___ SELECTED PASSAGE ___
Duration Product Used:   Audio Enthusiast

Product model year:   2003

Price Paid:    $400.00

Purchased At:   Audiogon



Overall Rating:3
Value Rating:3
Submitted by Belgarchi a AudioPhile

Date Reviewed: July 3, 2006

Bottom Line:   
Look: gorgeous, but 'far-west' style
Practical aspect: easy to use, good terminals, small, front port
Sound: TERRIBLE ! (1/5). No bass. No details in the bass and medium. Scratchy treble. Medium and upper medium proeminent.
How is it possible with $1000 / pair speakers ?
Well, it looks like Meadowlark made the best enclosure on the planet, and was left with a few dollars for the rest (drivers nad crossover).
The drivers are cheap Logic (made for Vifa). The mid-bass has a small diameter moving coil and a plastic frame. The Fs of the tweeter is high.
___ GIVEN RECORDS ___
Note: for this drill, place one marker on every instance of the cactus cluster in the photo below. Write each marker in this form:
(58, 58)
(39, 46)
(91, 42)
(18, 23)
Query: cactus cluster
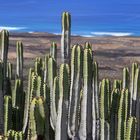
(67, 101)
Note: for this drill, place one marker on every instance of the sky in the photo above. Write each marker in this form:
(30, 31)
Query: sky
(24, 12)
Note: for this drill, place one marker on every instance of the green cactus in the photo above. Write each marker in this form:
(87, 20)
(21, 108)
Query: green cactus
(122, 114)
(113, 113)
(62, 117)
(75, 87)
(19, 68)
(125, 78)
(95, 102)
(7, 114)
(65, 38)
(131, 129)
(53, 51)
(133, 71)
(4, 43)
(51, 75)
(105, 105)
(9, 71)
(27, 101)
(85, 129)
(117, 84)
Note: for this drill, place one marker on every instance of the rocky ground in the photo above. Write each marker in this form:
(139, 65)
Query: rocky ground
(112, 53)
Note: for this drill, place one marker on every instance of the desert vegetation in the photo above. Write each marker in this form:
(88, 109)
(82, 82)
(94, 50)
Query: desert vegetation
(66, 100)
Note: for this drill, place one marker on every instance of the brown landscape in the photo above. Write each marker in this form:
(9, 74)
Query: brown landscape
(112, 53)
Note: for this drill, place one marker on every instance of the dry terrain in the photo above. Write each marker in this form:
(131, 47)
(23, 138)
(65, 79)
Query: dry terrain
(112, 53)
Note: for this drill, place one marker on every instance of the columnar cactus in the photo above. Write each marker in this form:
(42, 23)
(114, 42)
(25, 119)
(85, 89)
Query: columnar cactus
(65, 38)
(75, 88)
(131, 129)
(85, 129)
(62, 117)
(95, 102)
(19, 67)
(125, 78)
(53, 51)
(122, 114)
(7, 114)
(4, 43)
(133, 71)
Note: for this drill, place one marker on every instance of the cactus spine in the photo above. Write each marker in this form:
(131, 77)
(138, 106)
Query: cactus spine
(85, 129)
(62, 117)
(75, 87)
(65, 39)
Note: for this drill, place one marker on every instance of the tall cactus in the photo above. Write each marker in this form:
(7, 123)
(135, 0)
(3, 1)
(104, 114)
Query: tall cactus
(62, 117)
(131, 129)
(105, 104)
(53, 51)
(122, 114)
(95, 102)
(85, 129)
(75, 87)
(113, 113)
(125, 78)
(65, 39)
(19, 68)
(4, 54)
(133, 71)
(7, 114)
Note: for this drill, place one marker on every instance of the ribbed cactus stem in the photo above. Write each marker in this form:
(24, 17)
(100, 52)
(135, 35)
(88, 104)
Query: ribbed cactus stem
(125, 78)
(131, 129)
(85, 129)
(62, 117)
(53, 51)
(122, 114)
(95, 102)
(4, 55)
(27, 101)
(75, 87)
(136, 91)
(7, 114)
(19, 68)
(65, 39)
(9, 70)
(133, 71)
(113, 113)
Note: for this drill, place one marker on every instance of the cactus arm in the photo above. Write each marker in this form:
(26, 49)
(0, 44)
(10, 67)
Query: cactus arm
(85, 129)
(62, 117)
(131, 129)
(27, 102)
(65, 39)
(19, 68)
(125, 78)
(53, 51)
(95, 102)
(134, 67)
(7, 114)
(74, 100)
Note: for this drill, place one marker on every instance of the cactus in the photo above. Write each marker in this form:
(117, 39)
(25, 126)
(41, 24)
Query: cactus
(53, 51)
(125, 78)
(7, 114)
(113, 112)
(62, 117)
(85, 129)
(122, 114)
(65, 38)
(131, 129)
(134, 67)
(95, 102)
(19, 68)
(75, 87)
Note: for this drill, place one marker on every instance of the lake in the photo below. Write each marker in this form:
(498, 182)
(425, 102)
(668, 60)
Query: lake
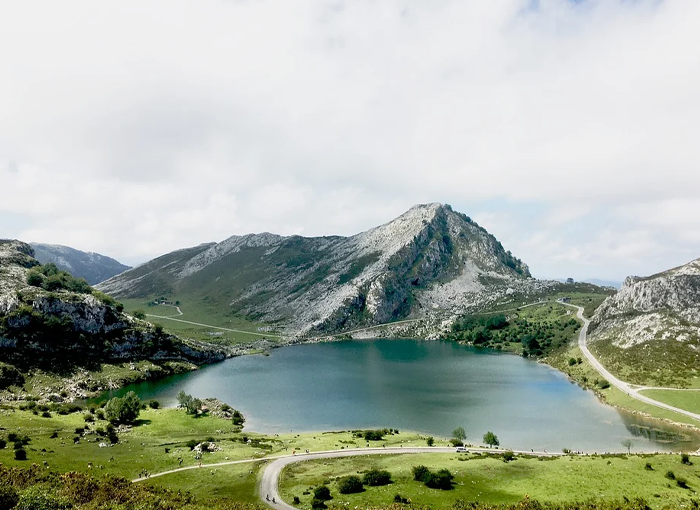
(424, 386)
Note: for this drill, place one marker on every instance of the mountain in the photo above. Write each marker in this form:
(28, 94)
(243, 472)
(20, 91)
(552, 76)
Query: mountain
(649, 331)
(429, 259)
(91, 266)
(52, 321)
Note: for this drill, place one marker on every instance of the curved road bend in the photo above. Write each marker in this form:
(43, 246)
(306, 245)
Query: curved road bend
(632, 391)
(269, 484)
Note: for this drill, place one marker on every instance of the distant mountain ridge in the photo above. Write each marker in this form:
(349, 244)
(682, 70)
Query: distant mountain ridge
(429, 258)
(94, 267)
(654, 317)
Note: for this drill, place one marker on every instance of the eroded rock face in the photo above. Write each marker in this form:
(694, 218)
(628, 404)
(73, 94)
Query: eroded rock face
(61, 329)
(430, 257)
(663, 307)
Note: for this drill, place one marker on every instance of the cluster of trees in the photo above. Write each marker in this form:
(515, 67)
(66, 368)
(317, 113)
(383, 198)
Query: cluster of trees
(191, 404)
(441, 479)
(50, 278)
(374, 434)
(537, 337)
(123, 409)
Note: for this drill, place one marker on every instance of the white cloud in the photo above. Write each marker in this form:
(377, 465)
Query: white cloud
(134, 129)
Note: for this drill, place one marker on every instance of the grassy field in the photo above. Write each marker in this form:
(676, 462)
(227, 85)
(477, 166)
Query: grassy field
(488, 479)
(685, 399)
(157, 442)
(196, 312)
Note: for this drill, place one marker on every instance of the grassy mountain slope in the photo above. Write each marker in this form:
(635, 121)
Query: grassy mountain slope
(649, 332)
(430, 258)
(91, 266)
(55, 323)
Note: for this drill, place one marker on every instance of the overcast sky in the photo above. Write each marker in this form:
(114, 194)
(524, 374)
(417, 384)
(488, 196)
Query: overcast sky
(570, 130)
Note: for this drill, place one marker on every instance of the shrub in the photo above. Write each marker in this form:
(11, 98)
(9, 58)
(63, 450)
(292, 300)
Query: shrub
(237, 418)
(376, 477)
(440, 480)
(40, 498)
(350, 485)
(8, 497)
(322, 493)
(420, 473)
(123, 410)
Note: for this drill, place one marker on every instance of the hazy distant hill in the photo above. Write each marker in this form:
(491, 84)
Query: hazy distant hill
(93, 267)
(429, 259)
(649, 331)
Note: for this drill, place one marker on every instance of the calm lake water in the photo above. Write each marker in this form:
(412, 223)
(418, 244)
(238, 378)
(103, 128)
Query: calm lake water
(425, 386)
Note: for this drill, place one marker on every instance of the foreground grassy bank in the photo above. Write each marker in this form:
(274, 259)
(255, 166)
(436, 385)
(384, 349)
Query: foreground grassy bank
(488, 478)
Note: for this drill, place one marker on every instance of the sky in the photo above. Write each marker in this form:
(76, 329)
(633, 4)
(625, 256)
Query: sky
(569, 130)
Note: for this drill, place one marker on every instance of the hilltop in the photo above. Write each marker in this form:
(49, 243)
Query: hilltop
(649, 332)
(92, 266)
(54, 323)
(430, 260)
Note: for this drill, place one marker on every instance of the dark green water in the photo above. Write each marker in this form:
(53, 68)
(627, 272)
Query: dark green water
(425, 386)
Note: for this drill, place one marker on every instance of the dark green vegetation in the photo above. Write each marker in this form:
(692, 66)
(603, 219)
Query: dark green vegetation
(612, 481)
(91, 266)
(35, 488)
(288, 282)
(533, 331)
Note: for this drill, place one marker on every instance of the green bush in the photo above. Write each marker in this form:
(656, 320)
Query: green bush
(420, 473)
(123, 410)
(322, 493)
(8, 497)
(376, 477)
(40, 498)
(440, 480)
(350, 485)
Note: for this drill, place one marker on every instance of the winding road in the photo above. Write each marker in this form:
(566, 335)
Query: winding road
(629, 389)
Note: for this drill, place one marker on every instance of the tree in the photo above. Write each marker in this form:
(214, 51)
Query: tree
(627, 443)
(440, 480)
(123, 410)
(459, 433)
(350, 485)
(237, 418)
(192, 405)
(376, 477)
(420, 473)
(491, 439)
(322, 493)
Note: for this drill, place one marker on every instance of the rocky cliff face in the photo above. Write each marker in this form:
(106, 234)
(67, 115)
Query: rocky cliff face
(429, 258)
(93, 267)
(650, 330)
(60, 330)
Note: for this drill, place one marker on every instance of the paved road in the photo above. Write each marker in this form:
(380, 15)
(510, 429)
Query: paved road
(631, 390)
(271, 474)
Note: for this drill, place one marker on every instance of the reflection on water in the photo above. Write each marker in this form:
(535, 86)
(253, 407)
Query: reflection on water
(426, 386)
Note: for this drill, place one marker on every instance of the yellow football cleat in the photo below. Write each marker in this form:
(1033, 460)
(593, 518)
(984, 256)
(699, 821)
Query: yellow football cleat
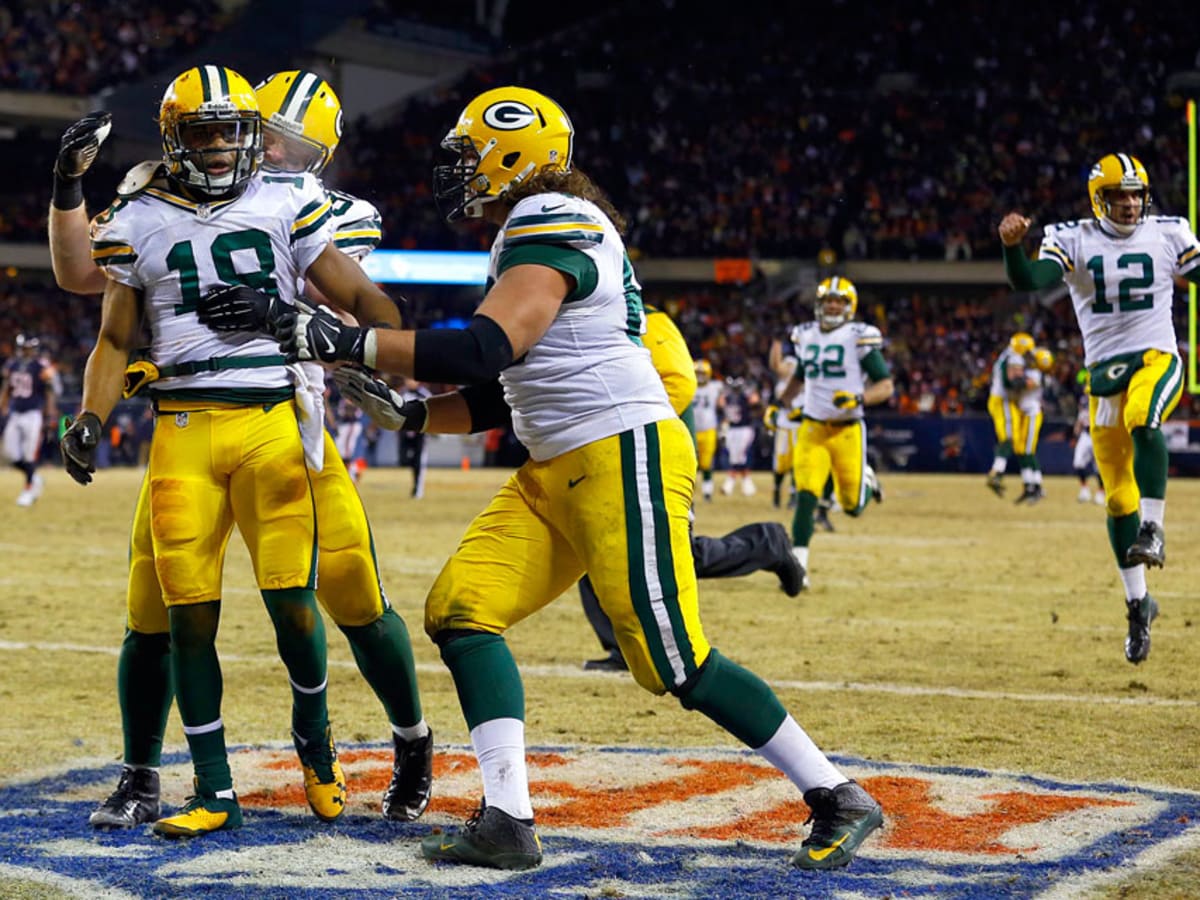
(324, 783)
(201, 814)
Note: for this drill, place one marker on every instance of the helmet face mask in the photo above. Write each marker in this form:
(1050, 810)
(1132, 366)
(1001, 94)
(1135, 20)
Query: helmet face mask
(303, 121)
(1119, 190)
(503, 138)
(1021, 343)
(211, 133)
(291, 153)
(841, 295)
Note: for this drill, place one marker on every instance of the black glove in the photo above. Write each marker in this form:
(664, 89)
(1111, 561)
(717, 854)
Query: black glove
(77, 151)
(78, 444)
(385, 408)
(321, 336)
(235, 307)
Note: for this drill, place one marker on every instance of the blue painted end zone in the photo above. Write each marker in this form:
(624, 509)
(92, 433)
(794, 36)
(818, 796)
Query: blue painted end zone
(382, 858)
___
* EXERCISE TASKS
1 - Set down the passage of the speaker review that starts at the words "Purchased At:   Audiogon" and ends after "upper medium proeminent.", keeping every word as it stands.
2 - Write the next part of the speaker review, starting after its last sentence.

* IN RESPONSE
1 -
Purchased At:   Audiogon



Overall Rating:3
Value Rating:3
Submitted by Belgarchi a AudioPhile

Date Reviewed: July 3, 2006

Bottom Line:   
Look: gorgeous, but 'far-west' style
Practical aspect: easy to use, good terminals, small, front port
Sound: TERRIBLE ! (1/5). No bass. No details in the bass and medium. Scratchy treble. Medium and upper medium proeminent.

2 -
As for the crossover, it has 3 components. I like minimalism, but this is not enough. The resulting slopes must be approx. 3 db/octave due to absence of correction of impedance. The high medium is way to strong, the tweeter is not adequately protected by one cap and one resistor, all kind of constructive and destructive interferences are happening due to large overlap of the drivers.....
Why do I give them '3' instead of '0' ?
The enclosure. Incredible. It is a transmission line. It is as rigid as a rock. The MDF is covered by SOLID WOOD, not veneer. The front baffle is slooped.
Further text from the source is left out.